* Problem
Copy out the full set of records. Keep every word the same.

..............................

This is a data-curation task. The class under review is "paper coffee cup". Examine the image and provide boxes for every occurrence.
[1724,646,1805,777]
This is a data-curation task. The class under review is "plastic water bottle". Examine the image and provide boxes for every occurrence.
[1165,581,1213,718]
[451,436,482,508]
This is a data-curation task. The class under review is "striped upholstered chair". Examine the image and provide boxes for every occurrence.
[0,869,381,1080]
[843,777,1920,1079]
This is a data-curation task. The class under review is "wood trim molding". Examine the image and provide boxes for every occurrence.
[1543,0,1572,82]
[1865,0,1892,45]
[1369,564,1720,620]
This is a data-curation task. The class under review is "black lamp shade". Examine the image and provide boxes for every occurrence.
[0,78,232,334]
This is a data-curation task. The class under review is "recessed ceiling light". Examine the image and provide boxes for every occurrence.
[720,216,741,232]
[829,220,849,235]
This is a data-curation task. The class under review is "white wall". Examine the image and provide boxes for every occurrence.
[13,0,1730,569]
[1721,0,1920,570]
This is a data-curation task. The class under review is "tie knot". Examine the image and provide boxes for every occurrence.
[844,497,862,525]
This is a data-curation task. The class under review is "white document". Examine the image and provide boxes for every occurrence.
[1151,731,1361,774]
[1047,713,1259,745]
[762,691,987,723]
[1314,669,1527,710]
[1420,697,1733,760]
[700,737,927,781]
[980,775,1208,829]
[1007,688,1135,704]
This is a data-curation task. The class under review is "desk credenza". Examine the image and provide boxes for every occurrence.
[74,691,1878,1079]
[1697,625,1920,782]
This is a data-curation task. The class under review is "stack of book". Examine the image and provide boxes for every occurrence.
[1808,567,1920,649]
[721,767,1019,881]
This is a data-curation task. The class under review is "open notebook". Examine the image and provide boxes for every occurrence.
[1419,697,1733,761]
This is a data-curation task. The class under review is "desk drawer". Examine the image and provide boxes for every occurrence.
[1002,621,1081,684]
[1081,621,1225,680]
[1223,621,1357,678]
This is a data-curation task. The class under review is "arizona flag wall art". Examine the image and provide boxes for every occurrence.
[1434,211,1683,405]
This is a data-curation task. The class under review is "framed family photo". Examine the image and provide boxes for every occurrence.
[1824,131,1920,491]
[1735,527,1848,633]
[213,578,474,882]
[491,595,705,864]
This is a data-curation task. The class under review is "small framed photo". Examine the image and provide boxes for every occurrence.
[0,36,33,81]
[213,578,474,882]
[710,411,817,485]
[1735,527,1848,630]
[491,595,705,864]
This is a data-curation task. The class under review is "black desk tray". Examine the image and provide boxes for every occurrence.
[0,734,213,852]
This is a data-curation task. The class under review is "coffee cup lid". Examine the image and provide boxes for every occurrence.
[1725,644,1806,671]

..............................

* Task result
This is a data-curation task. The class under review is "paper coffee cup". Examine the image and provide boxes for every occurrence.
[1724,646,1805,777]
This is a data-curation task. The class under review is "plastic water bottle". Examine the image and provide boxes for every occurrence.
[1165,581,1213,718]
[451,436,482,508]
This is a data-curation task. The class under review is "striped upholstered chair". Examine the image and provide boxes for every occurrence.
[0,869,381,1080]
[843,777,1920,1079]
This is a data-curation task. The class under review is "wood trim molding". Examine the image and provide boxes for every occurrence.
[1543,0,1572,82]
[1865,0,1892,45]
[1369,564,1720,620]
This is a data-curation task. The class under review is "black lamp shade". Examine the image and provide boxes for every occurrence.
[0,78,232,334]
This is a data-curation task. The class under review is "recessed ceiling light". Examine the image and provide boxes for every occurrence.
[720,216,741,232]
[829,220,849,235]
This is a data-curation task. The class under review is "white wall". Examine the image and provide boxes for every occurrence.
[13,0,1730,569]
[1721,0,1920,570]
This is a data-curation task. The class under review is "tie knot". Examine the image and provide boxes for every occurrence.
[844,497,862,525]
This is a data-curation task. The class under review is "white document". Examine the image and provide boxes for every occurrence.
[1151,731,1361,774]
[1047,713,1259,745]
[762,691,987,723]
[1314,669,1527,710]
[1420,697,1733,760]
[700,737,927,781]
[980,775,1208,829]
[1007,688,1135,704]
This is a data-curation task. The class under review is "desk credenza". Examine the image and provide boxes for every occurrence.
[74,691,1878,1079]
[1697,625,1920,782]
This is a data-curation task. The class under review is "stack of book". Examine the image and provide boxes for every occurrence.
[1808,567,1920,649]
[721,767,1019,881]
This is a data-curation task. The class under review is "open notebook". Examine the image and provide boxes for every occurrence.
[1419,697,1733,761]
This is a data-curation task. The class under review is "desk drawer". Examine the image and provide boxes for every occurrence.
[1002,621,1081,684]
[1081,621,1225,680]
[1223,621,1357,678]
This is a data-curation task. The class under review is "arizona flag wall art". Examine the image and provide boxes for every occurrence.
[1434,211,1683,405]
This is a data-curation task. The class under review is "framed family photo". Examine the image and provide boxes for every occurrence.
[1824,131,1920,491]
[1735,527,1848,633]
[213,578,474,882]
[491,595,705,864]
This is a data-curation task. The class under review is "small framed photo". Examine the image and provide boxes for every occurrence.
[0,36,33,81]
[213,578,474,882]
[710,411,817,485]
[1735,527,1848,630]
[491,595,705,864]
This is a data-curation task. The class under review is "black desk tray". Examine the image and provide boxes for every occurrence.
[0,734,213,852]
This is a data-curation task. The class under review is "coffee cup lid". Examine the image and provide boxes for every occurrence.
[1725,644,1806,671]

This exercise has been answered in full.